CONSIGNE -
Dans l'extrait ci-dessous sur les outils numériques de coordination des soins, restituez mot pour mot le passage qui commence aux mots « Cependant, ce qui » et s'arrête après les mots « envers les patients. ».

EXTRAIT FOURNI -
.....

Cependant, ce qui est observé sur le terrain tend à montrer que ces outils ne sont pas pensés pour soutenir l’ensemble de l’activité de coordination nécessaire aux parcours de soin. Ce qui a pour effet de démultiplier les modes et supports de coordination (numériques, papier et oraux) et de transformer le gain de temps espéré en charge de travail administratif décuplé dans beaucoup de situations. Cela met les professionnels face à des choix difficiles entre impératifs administratifs et obligation de soin envers les patients.
Le recueil et la production de données ne constituent qu’une partie du travail relatif aux outils numériques : la plus grande partie se situe dans la gestion de la circulation de ces données et leur transformation en informations utiles à la coordination autour de l’activité de soin entre différents professionnels, établissements et patients.

.....

(Extraits d'un jeu de données)
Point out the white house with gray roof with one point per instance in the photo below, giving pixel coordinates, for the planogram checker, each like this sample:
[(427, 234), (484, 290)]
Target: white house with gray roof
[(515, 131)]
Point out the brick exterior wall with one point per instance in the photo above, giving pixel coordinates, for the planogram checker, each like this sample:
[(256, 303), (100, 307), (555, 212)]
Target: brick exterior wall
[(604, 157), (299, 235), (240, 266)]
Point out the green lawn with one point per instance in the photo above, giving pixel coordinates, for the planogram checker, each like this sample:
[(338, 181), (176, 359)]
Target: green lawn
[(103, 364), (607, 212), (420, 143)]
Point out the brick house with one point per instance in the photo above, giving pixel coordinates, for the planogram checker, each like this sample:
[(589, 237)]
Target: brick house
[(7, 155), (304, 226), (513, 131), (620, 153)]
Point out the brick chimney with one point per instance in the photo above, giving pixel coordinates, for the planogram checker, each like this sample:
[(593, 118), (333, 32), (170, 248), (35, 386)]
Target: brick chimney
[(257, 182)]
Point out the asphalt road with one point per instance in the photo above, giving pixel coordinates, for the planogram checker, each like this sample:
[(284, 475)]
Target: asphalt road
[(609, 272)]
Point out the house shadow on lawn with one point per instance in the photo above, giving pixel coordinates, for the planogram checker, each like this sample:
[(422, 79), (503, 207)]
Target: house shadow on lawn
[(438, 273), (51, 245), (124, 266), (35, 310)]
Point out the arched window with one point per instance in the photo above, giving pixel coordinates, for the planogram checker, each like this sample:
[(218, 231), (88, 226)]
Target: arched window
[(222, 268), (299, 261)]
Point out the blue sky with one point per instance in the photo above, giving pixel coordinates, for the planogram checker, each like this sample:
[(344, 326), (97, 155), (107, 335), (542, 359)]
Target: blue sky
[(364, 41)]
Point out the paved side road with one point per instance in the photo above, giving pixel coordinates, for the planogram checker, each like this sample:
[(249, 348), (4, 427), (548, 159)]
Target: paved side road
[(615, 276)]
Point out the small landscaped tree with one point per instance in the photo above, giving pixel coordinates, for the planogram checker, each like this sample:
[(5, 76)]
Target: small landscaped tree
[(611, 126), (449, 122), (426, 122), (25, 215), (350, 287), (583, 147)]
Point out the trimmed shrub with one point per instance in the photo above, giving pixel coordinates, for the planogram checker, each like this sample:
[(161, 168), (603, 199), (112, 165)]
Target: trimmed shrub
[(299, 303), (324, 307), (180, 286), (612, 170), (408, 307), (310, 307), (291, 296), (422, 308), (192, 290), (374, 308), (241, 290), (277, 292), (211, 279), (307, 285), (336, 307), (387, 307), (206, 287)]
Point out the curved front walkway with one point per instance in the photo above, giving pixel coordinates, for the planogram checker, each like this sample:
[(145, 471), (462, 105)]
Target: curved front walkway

.....

RÉPONSE À L'EXERCICE -
Cependant, ce qui est observé sur le terrain tend à montrer que ces outils ne sont pas pensés pour soutenir l’ensemble de l’activité de coordination nécessaire aux parcours de soin. Ce qui a pour effet de démultiplier les modes et supports de coordination (numériques, papier et oraux) et de transformer le gain de temps espéré en charge de travail administratif décuplé dans beaucoup de situations. Cela met les professionnels face à des choix difficiles entre impératifs administratifs et obligation de soin envers les patients.